* [ACTION ITEM]: Reproduce the text below on gentrification in New York City in full, word for word, leaving out the listing that follows it.

* [READING TEXT]:
Gentrification increases property values and changes the social and physical makeup of neighborhoods that were previously thought to be unappealing to newcomers.

Private real estate investment and zoning regulations guide the creation of housing across the city. New development may be disproportionately concentrated in densely zoned low-income communities of color, while areas covered by lower density zoning are disproportionately white and middle- and upper-income residents who can marshall greater political capital to fight upzoning and new housing development.

=== Political policies ===
A wave of displacement of people in New York City started in the 1970s and 1980s with a significant increase in middle-income housing in the form of rehabilitated single-family dwellings, mostly in historic districts, driven by affluent, educated young professionals with "an increasing desire for the kinds of cultural and intellectual pursuits that are generally found only in the central cities—performing arts, museums, libraries, seminars, and etc." Normal succession appears to be accountable for changes in gentrifying districts in New York City, at least during the 1990s.

=== Housing regulation ===
In the wave of new policies in the 1990s the state stopped promoting public housing and allowed private institutions to lead the housing production.

* [RECORDED DATA]:
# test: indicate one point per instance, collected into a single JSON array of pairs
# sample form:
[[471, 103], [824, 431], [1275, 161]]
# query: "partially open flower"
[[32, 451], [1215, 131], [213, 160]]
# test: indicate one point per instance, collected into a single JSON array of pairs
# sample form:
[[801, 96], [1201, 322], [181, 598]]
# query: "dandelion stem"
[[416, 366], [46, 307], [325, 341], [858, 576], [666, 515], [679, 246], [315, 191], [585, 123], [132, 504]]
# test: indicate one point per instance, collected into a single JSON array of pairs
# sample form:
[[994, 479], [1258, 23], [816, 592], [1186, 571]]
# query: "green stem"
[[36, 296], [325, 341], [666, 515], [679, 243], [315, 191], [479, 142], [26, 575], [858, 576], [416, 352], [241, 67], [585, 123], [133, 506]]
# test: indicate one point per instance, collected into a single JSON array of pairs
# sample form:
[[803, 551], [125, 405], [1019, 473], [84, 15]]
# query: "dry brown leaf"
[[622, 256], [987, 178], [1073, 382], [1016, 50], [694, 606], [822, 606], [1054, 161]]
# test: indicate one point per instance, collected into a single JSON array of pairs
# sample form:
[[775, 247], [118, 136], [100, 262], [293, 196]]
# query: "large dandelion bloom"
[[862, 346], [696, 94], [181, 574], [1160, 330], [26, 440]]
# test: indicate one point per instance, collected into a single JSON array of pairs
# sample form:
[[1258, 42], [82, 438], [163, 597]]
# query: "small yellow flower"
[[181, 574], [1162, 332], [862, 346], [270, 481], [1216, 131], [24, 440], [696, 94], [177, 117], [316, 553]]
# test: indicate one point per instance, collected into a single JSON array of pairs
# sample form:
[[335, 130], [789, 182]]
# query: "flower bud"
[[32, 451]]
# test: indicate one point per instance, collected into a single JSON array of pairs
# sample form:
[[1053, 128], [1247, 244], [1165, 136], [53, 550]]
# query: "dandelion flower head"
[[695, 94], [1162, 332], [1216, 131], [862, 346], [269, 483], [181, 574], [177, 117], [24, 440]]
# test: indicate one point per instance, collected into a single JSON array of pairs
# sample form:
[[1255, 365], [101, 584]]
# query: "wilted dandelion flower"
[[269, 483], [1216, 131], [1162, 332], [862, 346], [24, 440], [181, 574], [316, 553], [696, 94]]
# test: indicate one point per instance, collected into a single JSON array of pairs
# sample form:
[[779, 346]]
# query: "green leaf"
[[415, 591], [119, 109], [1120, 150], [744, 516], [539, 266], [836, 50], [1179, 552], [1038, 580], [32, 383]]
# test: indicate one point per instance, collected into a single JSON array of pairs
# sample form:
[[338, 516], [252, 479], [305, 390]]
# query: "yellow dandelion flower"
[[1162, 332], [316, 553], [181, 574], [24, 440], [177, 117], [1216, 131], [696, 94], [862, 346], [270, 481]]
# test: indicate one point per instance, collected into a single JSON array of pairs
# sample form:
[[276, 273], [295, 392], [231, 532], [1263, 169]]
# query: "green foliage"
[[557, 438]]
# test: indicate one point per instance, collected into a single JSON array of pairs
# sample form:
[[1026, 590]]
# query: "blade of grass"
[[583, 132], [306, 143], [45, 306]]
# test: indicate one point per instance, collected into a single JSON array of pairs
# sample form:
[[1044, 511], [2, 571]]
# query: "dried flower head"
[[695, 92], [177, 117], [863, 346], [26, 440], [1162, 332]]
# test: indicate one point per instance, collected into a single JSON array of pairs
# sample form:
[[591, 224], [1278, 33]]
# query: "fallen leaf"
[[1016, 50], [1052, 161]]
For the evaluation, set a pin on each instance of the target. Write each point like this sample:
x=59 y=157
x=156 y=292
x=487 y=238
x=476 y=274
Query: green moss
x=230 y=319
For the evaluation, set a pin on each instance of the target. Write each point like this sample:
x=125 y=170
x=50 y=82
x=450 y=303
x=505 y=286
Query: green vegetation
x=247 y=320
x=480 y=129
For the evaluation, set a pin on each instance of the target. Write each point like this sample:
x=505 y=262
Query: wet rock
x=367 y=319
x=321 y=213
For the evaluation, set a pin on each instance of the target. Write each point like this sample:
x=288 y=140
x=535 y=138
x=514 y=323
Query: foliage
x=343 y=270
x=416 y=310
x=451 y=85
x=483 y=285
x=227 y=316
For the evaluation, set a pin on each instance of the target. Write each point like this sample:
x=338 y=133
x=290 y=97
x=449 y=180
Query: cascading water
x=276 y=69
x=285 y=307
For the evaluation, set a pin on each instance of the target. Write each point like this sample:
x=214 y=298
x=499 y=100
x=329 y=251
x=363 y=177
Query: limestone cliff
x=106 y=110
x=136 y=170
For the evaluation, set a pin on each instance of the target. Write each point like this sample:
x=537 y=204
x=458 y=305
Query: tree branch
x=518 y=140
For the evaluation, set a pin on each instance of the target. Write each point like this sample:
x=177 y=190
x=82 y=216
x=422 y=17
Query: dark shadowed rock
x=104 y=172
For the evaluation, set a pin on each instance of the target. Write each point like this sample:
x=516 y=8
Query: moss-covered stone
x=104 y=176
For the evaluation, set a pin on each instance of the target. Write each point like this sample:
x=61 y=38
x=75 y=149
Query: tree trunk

* [SOLUTION TO THIS EXERCISE]:
Gentrification increases property values and changes the social and physical makeup of neighborhoods that were previously thought to be unappealing to newcomers.

Private real estate investment and zoning regulations guide the creation of housing across the city. New development may be disproportionately concentrated in densely zoned low-income communities of color, while areas covered by lower density zoning are disproportionately white and middle- and upper-income residents who can marshall greater political capital to fight upzoning and new housing development.

=== Political policies ===
A wave of displacement of people in New York City started in the 1970s and 1980s with a significant increase in middle-income housing in the form of rehabilitated single-family dwellings, mostly in historic districts, driven by affluent, educated young professionals with "an increasing desire for the kinds of cultural and intellectual pursuits that are generally found only in the central cities—performing arts, museums, libraries, seminars, and etc." Normal succession appears to be accountable for changes in gentrifying districts in New York City, at least during the 1990s.

=== Housing regulation ===
In the wave of new policies in the 1990s the state stopped promoting public housing and allowed private institutions to lead the housing production.